Point annotation entries:
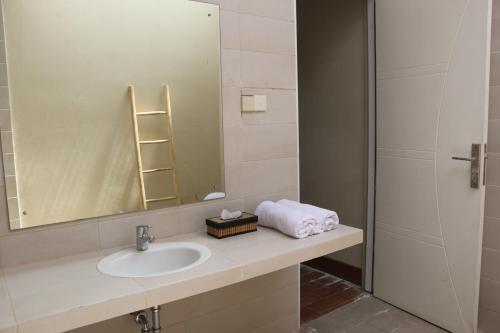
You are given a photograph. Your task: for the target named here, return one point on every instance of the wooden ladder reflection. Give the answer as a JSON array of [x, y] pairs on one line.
[[170, 141]]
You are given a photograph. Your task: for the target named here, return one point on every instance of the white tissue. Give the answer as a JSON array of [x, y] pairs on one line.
[[227, 215]]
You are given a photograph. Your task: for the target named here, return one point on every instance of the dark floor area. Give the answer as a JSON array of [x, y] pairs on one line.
[[321, 293], [329, 304]]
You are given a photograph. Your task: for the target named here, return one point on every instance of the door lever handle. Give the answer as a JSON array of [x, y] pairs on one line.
[[475, 167], [467, 159]]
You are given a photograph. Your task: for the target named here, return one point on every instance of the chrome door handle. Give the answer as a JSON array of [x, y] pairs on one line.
[[475, 167], [472, 159]]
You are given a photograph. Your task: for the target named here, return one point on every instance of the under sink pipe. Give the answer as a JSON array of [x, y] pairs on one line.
[[155, 316], [141, 318]]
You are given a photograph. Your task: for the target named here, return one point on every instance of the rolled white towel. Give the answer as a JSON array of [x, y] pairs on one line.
[[289, 221], [328, 218]]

OBJECTIVE »
Please quote all of the entries above word for word, leaving the pictures out.

FINAL RESULT »
You are given a photograph. Your task: for the target named here, return one point on every instance of the wooden ladder reflection. Give the answer as a JSON array of [x, y] pairs on one line.
[[170, 141]]
You are given a photograph. Your task: for the target named here, return one point on every instance of the white tissue. Give the answer as a JSON array of [x, y] pairs on one line.
[[227, 215]]
You are given a photograph. Your task: for the target named here, return one point on every instance of the dark floor area. Give the answer as a JSON array of [x, y] pairs on one line.
[[321, 293], [329, 304]]
You are given a photograph. Your task: for the target named here, return one point on every instance of the door lever handle. Give the answer as a JSON array of [x, y] pairs on one line.
[[475, 167], [467, 159]]
You are given a photograph. Your task: for the target named here, return one point on every instance of the chrome door handle. Give the answer as a JSON array of [x, y] pairs on one line.
[[475, 167], [472, 159]]
You are given a photograph. Your task: for the target named here, return one point on every instance of the under sink pipe. Give the answer as a JSON array of [x, y] pairs on one line.
[[155, 316], [141, 318]]
You are given a photograph. Your task: for the target named here, return one point on every instance of the rolled white towel. Give the answer as a JSON array of [x, y] pairs on one line.
[[289, 221], [328, 218]]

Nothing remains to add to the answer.